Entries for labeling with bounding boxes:
══════════
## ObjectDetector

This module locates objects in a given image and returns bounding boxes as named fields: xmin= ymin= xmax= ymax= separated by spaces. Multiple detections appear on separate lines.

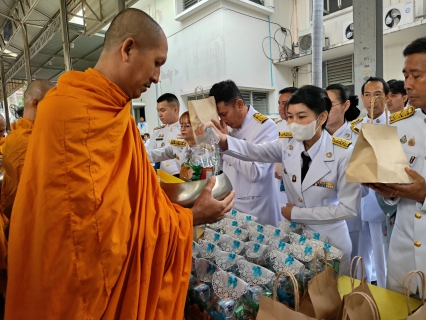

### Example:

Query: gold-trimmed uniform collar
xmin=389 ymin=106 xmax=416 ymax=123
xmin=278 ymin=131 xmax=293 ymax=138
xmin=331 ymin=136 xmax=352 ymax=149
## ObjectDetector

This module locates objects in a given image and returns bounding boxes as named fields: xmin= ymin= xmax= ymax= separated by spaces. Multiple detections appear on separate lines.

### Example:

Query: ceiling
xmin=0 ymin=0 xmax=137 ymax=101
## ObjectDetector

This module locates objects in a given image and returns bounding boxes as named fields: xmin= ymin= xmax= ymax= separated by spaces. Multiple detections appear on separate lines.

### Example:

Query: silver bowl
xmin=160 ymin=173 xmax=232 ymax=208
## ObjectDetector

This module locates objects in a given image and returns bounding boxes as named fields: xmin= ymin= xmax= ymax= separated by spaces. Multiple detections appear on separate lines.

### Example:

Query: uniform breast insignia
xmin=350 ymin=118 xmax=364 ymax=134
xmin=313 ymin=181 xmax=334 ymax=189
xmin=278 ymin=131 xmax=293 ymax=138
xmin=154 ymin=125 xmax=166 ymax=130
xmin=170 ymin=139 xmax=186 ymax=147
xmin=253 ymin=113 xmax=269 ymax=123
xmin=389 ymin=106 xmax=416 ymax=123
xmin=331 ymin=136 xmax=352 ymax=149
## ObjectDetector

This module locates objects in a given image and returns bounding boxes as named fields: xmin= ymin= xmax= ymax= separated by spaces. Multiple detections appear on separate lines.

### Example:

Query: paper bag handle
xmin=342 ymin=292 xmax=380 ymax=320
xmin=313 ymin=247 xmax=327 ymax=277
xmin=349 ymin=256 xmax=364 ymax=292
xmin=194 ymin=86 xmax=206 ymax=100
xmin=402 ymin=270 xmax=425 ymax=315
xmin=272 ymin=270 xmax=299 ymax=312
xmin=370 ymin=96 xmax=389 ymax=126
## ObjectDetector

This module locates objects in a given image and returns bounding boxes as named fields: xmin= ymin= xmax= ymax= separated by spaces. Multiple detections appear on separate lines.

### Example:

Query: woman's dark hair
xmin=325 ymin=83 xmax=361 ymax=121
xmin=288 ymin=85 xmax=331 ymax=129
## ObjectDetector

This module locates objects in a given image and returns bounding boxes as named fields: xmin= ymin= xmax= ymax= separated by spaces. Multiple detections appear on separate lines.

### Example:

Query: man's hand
══════════
What you have to do: Copy out all the records with every "ObjectDetector" swapped for "BoxLocator" and everything else left the same. Leave the pictures out of your answer.

Solution below:
## BoxLocator

This module locates objects in a given image and returns bounding boxes as named fields: xmin= ymin= xmax= ymax= separated by spaces. Multiple detections appear on separate lines.


### Example:

Query: gold-trimmed uniform collar
xmin=389 ymin=106 xmax=416 ymax=123
xmin=278 ymin=131 xmax=293 ymax=138
xmin=331 ymin=136 xmax=352 ymax=149
## BoxLocator

This module locates objects in a given image and returns bounding boxes as named fields: xmin= ymin= xmax= ymax= separated by spaces. Multiple detections appear on separate lines.

### Example:

Query: ceiling
xmin=0 ymin=0 xmax=137 ymax=101
## BoxLocator

This module locates objects in a given image and returns bounding boxes as named fields: xmin= ymin= xmax= ymax= separated by spaces. Multiple detections appear on separate lines.

### Example:

Query: silver bowl
xmin=160 ymin=173 xmax=232 ymax=208
## BoxLocator

This module locates objects in a given image and returns bounding boxes as named fields: xmin= ymin= xmax= ymax= separated by spaces. Multiple detections appear on separate lines.

### Example:

Query: uniform breast insignia
xmin=350 ymin=118 xmax=364 ymax=134
xmin=313 ymin=181 xmax=334 ymax=189
xmin=278 ymin=131 xmax=293 ymax=138
xmin=154 ymin=125 xmax=166 ymax=130
xmin=170 ymin=139 xmax=186 ymax=147
xmin=253 ymin=113 xmax=269 ymax=123
xmin=389 ymin=106 xmax=416 ymax=123
xmin=331 ymin=136 xmax=352 ymax=149
## BoxLocator

This module locates objects in a given image and returns bounding boxes as named fields: xmin= ymin= xmax= ymax= separated by spaces. Multiple detections appear on separate lines.

### Example:

Query: paper bag handle
xmin=342 ymin=292 xmax=380 ymax=320
xmin=313 ymin=247 xmax=327 ymax=277
xmin=349 ymin=256 xmax=364 ymax=292
xmin=194 ymin=86 xmax=206 ymax=100
xmin=402 ymin=270 xmax=425 ymax=315
xmin=272 ymin=270 xmax=299 ymax=312
xmin=370 ymin=96 xmax=389 ymax=126
## BoxLocator

This module locates objects in a given image and returns bounding boxes as named fields: xmin= ymin= xmax= ymax= separated by spaces. Multiple detections appear on separate lines.

### Example:

Query: woman's dark hair
xmin=325 ymin=83 xmax=361 ymax=121
xmin=288 ymin=85 xmax=331 ymax=129
## BoxLocator

This module locates objects in a given image and returns bounding boxes as named fields: xmin= ymin= xmax= ymax= separated by spaces. Multiple detections appear on separate lines.

### Example:

Query: man's hand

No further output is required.